▸ Object location annotation data:

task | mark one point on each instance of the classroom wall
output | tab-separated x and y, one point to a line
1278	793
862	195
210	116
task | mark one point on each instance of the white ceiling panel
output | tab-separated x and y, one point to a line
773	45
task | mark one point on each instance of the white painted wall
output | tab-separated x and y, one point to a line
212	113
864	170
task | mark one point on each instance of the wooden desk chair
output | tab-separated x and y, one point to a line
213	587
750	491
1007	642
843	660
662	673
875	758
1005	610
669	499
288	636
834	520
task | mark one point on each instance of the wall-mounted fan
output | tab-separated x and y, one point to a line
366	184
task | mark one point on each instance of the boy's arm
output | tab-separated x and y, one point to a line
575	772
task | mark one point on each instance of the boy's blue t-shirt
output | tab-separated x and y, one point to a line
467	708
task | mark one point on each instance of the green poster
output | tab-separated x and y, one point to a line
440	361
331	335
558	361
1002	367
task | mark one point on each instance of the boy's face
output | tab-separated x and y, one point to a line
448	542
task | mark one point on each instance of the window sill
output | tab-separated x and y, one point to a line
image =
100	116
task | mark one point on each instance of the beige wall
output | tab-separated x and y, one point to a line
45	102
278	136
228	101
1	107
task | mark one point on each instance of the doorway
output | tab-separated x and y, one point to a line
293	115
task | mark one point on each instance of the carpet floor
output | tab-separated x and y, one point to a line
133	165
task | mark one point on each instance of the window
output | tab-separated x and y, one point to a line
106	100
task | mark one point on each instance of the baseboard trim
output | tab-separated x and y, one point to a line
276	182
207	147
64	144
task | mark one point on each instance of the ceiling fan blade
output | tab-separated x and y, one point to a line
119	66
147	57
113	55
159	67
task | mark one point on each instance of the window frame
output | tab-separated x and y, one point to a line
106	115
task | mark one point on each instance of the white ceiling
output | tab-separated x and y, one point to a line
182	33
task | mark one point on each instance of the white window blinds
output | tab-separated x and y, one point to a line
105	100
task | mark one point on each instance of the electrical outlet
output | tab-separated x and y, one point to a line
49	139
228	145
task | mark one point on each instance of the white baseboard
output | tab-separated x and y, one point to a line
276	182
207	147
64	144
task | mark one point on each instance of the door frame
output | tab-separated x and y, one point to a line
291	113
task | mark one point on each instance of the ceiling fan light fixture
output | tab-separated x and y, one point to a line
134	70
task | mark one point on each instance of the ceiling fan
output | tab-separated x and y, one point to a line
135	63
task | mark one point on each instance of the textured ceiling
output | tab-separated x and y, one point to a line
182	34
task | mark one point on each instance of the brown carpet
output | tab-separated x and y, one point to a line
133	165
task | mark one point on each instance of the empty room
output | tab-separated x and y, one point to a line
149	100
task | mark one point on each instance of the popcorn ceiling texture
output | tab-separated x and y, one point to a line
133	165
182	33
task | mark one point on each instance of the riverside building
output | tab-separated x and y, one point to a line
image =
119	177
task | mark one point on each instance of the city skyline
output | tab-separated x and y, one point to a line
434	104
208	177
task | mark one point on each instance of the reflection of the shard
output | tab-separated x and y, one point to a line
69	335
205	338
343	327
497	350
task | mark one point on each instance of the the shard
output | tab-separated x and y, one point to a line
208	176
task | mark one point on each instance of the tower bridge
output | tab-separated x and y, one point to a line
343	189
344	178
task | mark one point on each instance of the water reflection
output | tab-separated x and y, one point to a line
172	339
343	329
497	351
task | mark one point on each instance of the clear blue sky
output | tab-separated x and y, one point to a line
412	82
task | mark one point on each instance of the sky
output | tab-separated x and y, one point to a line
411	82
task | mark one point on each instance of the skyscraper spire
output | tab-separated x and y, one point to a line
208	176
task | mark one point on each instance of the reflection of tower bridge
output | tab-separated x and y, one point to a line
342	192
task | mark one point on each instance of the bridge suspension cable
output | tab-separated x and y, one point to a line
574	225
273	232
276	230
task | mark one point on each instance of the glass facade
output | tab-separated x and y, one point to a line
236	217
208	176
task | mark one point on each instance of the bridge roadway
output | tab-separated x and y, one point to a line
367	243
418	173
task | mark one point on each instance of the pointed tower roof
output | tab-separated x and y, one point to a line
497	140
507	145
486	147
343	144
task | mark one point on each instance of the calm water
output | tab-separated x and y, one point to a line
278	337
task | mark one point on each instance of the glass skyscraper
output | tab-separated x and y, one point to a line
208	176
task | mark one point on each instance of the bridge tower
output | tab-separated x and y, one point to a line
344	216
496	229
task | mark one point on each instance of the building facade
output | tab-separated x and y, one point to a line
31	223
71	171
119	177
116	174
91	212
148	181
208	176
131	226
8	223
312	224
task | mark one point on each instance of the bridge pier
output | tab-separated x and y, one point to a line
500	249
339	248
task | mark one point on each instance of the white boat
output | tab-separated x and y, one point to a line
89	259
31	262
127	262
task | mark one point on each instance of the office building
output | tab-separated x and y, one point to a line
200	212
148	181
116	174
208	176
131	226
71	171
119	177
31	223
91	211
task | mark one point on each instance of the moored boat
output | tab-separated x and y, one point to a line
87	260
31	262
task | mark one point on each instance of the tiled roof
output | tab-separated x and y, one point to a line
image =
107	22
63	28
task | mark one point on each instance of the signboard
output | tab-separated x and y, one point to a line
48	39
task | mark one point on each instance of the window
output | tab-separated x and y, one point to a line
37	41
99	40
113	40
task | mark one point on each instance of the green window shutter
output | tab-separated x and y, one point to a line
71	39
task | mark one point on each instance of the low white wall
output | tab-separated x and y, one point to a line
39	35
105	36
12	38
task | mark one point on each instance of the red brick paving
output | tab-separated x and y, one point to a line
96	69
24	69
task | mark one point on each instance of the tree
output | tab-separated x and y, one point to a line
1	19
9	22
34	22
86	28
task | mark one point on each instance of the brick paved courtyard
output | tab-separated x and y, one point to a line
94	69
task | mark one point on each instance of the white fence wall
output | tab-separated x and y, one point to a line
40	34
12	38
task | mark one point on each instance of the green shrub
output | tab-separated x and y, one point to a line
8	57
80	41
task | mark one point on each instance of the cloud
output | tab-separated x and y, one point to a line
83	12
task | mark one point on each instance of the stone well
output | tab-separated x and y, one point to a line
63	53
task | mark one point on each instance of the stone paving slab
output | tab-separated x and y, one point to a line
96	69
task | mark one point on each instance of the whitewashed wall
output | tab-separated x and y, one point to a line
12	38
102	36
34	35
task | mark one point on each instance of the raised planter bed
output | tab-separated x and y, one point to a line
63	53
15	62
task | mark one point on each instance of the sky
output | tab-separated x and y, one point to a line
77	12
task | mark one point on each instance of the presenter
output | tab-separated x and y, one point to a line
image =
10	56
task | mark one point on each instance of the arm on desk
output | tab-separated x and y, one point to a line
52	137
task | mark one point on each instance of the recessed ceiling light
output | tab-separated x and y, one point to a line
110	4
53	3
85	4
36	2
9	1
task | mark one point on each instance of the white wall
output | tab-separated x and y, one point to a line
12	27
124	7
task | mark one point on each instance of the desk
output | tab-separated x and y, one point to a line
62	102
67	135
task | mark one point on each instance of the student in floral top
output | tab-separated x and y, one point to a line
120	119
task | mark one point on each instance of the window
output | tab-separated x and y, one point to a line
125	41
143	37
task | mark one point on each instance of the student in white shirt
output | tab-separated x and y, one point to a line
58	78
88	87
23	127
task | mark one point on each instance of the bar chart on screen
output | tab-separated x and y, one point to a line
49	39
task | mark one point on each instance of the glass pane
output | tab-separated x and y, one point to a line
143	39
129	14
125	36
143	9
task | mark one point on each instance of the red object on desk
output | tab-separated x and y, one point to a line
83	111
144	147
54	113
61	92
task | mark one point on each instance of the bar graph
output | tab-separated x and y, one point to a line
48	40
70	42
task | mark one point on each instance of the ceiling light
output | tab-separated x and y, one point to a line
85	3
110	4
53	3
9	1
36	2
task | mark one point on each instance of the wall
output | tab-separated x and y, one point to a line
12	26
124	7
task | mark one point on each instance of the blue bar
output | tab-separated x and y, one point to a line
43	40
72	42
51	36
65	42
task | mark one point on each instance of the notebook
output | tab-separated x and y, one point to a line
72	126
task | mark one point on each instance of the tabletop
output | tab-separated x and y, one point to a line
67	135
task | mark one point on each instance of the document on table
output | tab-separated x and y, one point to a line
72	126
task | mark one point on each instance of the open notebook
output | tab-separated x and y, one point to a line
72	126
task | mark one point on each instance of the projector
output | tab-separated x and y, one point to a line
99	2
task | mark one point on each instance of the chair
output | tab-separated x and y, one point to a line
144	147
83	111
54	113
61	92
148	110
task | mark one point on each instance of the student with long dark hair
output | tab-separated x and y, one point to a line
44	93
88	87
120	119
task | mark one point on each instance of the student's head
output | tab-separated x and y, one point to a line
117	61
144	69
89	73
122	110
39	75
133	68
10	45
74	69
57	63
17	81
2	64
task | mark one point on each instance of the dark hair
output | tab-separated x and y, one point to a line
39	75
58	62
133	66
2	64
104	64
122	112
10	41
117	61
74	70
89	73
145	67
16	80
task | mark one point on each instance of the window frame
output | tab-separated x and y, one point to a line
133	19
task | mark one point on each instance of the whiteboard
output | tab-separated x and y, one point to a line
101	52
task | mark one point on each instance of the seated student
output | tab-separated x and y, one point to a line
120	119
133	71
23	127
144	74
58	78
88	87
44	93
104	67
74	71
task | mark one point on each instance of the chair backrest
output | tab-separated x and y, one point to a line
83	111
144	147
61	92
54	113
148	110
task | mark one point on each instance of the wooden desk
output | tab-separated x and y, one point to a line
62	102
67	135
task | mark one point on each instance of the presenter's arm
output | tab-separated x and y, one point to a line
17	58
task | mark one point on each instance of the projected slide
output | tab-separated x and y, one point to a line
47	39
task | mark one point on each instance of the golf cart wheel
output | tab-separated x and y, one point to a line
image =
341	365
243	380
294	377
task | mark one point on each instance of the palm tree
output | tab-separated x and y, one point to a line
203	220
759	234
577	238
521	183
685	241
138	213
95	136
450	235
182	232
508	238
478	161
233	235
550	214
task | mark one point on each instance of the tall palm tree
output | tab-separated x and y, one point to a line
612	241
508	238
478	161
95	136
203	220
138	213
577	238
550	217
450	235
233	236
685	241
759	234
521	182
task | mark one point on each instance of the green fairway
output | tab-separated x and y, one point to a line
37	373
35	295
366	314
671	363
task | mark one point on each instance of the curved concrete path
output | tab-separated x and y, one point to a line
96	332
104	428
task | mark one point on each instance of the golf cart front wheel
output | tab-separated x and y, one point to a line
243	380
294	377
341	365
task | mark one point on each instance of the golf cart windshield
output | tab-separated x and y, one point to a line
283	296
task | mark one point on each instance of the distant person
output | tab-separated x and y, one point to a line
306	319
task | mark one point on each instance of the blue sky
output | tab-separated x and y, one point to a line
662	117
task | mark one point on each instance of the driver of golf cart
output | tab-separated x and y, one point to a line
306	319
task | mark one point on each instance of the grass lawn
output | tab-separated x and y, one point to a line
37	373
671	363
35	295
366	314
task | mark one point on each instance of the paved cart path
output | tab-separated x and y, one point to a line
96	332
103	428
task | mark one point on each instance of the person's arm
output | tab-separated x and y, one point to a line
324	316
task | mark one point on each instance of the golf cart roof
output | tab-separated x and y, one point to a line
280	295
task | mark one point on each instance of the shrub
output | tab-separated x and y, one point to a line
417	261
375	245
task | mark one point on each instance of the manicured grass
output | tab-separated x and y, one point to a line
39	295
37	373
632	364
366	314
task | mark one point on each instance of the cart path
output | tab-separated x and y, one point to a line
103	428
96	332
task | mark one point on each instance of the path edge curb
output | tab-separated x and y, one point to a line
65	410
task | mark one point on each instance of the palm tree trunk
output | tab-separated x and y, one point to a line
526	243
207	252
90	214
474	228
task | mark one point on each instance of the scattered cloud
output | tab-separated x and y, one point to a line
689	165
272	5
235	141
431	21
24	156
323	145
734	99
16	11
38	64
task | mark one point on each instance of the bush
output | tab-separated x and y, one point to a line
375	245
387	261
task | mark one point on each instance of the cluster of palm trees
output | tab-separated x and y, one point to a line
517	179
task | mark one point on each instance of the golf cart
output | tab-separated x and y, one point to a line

▸ Goal of the exercise:
Set down, word for word, every line from the line that holds "task | mark one point on each instance of the cart" to the end of the entries above, including both ends.

▸ The response:
task | mark one point on each instance of the cart path
output | tab-separated x and y, one point to a line
103	428
96	332
task | mark one point on each instance of the path edge curb
output | tab-separated x and y, one point to a line
65	410
task | mark one point on each instance of the palm tree trunk
output | tab-separated x and y, one point to a line
526	243
207	252
90	214
474	228
task | mark one point on each instance of the scattered cloud
output | tab-separated x and y, one point to a line
689	165
272	5
235	141
431	21
24	156
323	145
734	99
16	11
38	64
task | mark one point on each instance of the bush
output | tab-separated x and y, one point to a line
375	245
387	261
task | mark one point on each instance of the cluster of palm trees
output | tab-separated x and y, one point to a line
517	179
task | mark one point on each instance of the golf cart
output | tab-separated x and y, one point to a line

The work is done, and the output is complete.